Первые два года права голоса мне не давалось, я только бумажки раскладывала. Но я видела, как это делается. Я видела, что такое обработка сложного, плохо формализуемого и весьма богатого информационного материала. Училась тому, что качество задачи определяется тем, насколько безупречно четко ее можно проверить. Училась технике приведения оценок к сопоставимому виду. Училась искусству публичного разбора задач.

Мы учились работать «тупым школьником». Вот я — школьник, а ты — разборщик. Я тебя слушаю: «Нет, я не понимаю». У хорошей задачи существует хороший разбор, разборщик не может сказать: «Правильное решение — вот такое». Он обязан убедить «тупого школьника» в неизбежной своей правоте. Мы учились научной демократичности. Если разборщик не мог достойно парировать тупому школьнику, задачу рубили.

Оргкомитет IV лингвистической олимпиады. В верхнем ряду стоит Анна Поливанова. 1968 год Из личного архива Анны Поливановой

Задача — научная миниатюра. На этих миниатюрах нам показывали, что такое верификация лингвистического утверждения, как отличать эвристику от обос­нования, что значит честность и открытость, как защищать свои суждения. Любой вердикт «задачных» и «проверочных» комиссий должен быть колле­гиальным и выдерживать публичное «состязание сторон», а сами комиссии, разумеется, выборные. Мы, студенты, может, не до конца понимали глубинных прин­ципов наших наставников, нас просто увлекали бесконечные дискуссии и голосования, и мы пропитывались, проникались и складывали в свой золотой фонд их общий стиль и дух.

Вообще, редко воедино сходятся три человека такого мощного интеллекта, как Зализняк, Успенский и Вентцель. Им было лет по тридцать, сейчас я могу сказать — мальчики, и эти мальчики играючи проводили с нами время. Они не читали лекции, не принимали экзамены и не располагали властью выбро­сить из университета. Они показывали. Вентцель, Успенский и Зализняк втроем научили меня заведомо больше всяких лекций и книг. Пришел в девять часов в университет, на первой паре побывал, на вторую не пошел — сходил в «Националь», выпил кофе, а в час уже оргкомитет олимпиады или заседание задачной комиссии — и до одиннадцати вечера. И так эти мальчики нас выстругивали.

=== Поставленная задача 1 ===
Ответьте на вопросы по тексту о лингвистической олимпиаде:
(a) Сколько времени в начале рассказчику не давали права голоса?
(b) Что делали с задачей, если разборщик не мог достойно парировать «тупому школьнику»?
(c) Сколько лет было Зализняку, Успенскому и Вентцелю?
=== Поставленная задача 2 ===
Допишите следующую часть текста о лингвистической олимпиаде, продолжив его с того места, где он заканчивается.
Следующие позиции никак не связаны с текстом о лингвистической олимпиаде.

=== Сохранённые строки ===

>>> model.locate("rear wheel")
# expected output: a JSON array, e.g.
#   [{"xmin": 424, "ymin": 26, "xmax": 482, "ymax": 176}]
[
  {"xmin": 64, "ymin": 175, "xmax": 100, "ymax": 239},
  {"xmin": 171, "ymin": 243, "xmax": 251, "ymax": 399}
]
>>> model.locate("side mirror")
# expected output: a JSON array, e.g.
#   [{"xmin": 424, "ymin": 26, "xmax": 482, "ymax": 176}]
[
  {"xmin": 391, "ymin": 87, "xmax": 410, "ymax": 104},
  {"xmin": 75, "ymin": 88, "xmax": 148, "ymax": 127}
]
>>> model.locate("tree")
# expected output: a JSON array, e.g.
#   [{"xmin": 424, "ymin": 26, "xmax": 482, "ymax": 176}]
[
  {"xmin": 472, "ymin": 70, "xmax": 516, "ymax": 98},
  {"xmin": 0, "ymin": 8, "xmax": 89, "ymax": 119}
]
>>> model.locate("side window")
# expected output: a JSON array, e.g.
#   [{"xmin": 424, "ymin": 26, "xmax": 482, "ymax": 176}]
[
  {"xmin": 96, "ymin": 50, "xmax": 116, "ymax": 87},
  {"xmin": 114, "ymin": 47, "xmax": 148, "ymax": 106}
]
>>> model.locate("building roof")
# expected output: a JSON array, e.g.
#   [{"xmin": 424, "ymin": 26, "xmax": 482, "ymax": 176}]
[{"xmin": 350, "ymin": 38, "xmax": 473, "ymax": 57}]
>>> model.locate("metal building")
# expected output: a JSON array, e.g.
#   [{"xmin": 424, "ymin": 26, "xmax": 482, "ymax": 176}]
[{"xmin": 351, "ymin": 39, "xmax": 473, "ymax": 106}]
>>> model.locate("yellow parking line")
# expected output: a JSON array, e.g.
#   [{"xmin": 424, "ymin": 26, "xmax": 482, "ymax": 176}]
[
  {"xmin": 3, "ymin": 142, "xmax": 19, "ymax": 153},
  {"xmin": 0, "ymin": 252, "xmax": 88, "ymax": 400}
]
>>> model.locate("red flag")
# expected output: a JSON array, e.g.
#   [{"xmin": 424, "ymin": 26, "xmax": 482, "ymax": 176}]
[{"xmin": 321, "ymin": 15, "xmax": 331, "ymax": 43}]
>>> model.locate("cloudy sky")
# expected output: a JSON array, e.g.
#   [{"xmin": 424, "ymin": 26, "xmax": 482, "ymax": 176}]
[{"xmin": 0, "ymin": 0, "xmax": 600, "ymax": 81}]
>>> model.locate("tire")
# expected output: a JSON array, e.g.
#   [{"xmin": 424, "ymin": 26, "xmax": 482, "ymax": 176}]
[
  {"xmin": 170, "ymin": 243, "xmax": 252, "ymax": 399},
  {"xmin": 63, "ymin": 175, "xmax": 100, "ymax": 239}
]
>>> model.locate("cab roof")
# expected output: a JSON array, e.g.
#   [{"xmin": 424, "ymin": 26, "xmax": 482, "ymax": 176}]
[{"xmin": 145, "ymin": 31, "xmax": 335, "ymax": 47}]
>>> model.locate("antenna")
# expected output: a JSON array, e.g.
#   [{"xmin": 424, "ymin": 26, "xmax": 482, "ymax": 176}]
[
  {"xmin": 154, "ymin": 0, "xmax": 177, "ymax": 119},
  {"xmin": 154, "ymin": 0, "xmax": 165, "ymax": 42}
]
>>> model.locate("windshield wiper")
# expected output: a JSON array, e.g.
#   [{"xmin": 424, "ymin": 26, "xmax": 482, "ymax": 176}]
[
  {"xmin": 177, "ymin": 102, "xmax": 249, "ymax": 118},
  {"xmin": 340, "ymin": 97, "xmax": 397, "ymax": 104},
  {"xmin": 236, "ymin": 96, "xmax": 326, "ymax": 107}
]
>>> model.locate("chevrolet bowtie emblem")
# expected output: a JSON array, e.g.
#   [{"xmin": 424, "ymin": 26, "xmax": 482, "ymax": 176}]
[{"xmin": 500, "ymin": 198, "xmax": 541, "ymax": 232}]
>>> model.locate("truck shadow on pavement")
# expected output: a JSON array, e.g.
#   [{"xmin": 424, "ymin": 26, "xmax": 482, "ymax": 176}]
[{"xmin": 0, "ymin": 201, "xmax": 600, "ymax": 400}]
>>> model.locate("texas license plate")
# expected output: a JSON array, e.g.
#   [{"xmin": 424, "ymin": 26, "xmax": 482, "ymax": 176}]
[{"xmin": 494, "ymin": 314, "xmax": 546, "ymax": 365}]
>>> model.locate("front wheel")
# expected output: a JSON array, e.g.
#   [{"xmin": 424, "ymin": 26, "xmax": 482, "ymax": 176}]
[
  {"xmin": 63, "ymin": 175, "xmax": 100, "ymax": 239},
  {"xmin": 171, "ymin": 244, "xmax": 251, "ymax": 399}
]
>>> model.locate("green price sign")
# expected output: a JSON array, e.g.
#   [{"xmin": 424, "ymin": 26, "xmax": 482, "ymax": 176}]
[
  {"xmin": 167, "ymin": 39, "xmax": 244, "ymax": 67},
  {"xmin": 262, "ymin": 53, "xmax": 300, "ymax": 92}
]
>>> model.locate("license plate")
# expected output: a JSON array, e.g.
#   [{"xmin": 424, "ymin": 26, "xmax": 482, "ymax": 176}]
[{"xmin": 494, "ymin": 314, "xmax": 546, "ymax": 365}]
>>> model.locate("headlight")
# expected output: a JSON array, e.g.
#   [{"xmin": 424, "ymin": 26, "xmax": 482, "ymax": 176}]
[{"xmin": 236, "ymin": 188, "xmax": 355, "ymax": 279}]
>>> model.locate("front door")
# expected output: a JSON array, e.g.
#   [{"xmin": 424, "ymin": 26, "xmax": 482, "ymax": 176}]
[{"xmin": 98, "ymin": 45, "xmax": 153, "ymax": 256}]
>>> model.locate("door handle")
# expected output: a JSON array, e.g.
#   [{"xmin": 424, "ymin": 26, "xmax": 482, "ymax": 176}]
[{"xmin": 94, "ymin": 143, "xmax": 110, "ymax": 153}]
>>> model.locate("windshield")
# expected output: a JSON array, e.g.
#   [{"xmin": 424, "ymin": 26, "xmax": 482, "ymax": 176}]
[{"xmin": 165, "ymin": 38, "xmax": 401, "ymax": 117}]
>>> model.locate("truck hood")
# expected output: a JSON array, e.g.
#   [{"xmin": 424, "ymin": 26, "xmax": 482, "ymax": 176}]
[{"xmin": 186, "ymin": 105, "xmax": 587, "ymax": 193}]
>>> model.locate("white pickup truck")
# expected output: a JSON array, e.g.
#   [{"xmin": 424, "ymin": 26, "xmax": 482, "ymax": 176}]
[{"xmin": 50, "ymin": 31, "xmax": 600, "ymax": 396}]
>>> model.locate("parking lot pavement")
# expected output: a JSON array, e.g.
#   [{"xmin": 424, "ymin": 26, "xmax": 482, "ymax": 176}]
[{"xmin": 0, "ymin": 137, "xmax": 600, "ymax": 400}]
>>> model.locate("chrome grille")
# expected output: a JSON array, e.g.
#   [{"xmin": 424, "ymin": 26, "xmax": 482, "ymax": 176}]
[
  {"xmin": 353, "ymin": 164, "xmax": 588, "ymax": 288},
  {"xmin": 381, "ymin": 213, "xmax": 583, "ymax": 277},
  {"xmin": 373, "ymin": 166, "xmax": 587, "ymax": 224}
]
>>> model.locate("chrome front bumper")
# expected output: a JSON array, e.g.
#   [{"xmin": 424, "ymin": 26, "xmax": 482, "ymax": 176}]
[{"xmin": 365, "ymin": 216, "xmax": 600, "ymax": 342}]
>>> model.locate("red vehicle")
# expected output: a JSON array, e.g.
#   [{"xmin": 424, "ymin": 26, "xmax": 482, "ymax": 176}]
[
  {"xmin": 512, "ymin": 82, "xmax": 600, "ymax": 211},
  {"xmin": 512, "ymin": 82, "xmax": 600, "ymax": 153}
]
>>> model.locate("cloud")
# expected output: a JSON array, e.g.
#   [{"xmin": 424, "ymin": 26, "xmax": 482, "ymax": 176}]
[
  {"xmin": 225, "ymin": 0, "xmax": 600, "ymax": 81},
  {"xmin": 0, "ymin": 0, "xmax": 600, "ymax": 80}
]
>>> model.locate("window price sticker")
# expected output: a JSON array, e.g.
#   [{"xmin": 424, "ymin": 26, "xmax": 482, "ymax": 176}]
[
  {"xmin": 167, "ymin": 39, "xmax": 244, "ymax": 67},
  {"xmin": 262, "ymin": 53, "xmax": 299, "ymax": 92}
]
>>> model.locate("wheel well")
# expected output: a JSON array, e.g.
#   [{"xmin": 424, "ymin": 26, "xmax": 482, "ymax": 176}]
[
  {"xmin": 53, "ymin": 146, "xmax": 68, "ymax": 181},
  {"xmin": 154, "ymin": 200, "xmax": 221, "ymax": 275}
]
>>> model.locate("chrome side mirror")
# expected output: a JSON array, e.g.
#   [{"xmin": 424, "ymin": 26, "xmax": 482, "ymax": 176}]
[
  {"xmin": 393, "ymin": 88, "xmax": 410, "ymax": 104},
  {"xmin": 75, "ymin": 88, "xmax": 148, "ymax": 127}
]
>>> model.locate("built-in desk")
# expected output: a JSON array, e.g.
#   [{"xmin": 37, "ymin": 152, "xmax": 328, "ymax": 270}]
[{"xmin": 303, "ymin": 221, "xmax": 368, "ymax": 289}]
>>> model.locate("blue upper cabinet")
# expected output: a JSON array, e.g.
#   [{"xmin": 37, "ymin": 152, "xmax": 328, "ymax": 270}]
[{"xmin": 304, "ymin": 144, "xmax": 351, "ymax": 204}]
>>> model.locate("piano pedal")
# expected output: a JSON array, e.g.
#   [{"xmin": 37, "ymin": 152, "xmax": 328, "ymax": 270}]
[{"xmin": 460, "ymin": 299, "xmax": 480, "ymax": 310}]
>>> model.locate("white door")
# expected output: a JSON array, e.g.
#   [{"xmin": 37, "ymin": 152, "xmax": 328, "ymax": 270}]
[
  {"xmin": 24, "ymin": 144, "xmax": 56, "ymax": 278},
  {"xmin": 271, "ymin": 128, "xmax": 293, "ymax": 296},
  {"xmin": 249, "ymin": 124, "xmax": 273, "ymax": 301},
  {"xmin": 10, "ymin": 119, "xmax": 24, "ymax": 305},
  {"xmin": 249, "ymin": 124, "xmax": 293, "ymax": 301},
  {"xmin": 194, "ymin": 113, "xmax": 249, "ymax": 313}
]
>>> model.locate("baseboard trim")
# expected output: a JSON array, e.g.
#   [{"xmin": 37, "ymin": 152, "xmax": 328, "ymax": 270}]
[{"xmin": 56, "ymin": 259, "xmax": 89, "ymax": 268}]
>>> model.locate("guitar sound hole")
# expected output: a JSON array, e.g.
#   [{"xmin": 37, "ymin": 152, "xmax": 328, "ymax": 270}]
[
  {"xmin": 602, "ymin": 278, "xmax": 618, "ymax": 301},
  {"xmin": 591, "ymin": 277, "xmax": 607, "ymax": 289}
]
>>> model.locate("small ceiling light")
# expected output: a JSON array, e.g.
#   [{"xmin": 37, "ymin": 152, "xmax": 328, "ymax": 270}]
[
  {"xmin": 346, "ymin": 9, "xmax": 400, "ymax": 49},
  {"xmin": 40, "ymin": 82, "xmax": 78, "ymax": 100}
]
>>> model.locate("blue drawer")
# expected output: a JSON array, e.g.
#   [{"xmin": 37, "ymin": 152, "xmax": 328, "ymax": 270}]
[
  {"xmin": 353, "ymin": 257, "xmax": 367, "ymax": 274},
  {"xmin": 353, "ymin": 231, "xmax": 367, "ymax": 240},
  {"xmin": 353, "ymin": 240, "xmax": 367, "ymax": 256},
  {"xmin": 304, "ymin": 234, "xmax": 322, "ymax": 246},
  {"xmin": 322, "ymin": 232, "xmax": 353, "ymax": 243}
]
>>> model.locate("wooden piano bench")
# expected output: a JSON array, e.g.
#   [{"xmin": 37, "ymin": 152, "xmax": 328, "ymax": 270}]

=== Письменный ответ 1 ===
(a) Первые два года.
(b) Задачу рубили.
(c) Им было лет по тридцать.

=== Письменный ответ 2 ===
Об одессите Игоре Мельчуке, дедуктивной мощности и дохлой крысе

Игорь Мельчук. Начало 1960-х годовИз личного архива Анны Поливановой

Еще одним моим учителем был Мельчук. Это совсем другая история. Такое ощущение — еще и из-за того, что у него рыжие волосы, — что он весь сотворен из огня, а сверху кожица поднатянулась. Настолько это бьющий через все щели напор. Находчивость, речевая ловкость. Его склонность к нескромным шуткам меня никогда не шокировала — мне кажется, это просто такое своеобразное быстроречие и быстроумие. Ну он же из Одессы — чего вы еще хотите? Скорость, сила, работоспособность. И невероятная дедуктивная мощность. Если он пускал свою мощь на борьбу с собеседником, тот всегда падал поверженным.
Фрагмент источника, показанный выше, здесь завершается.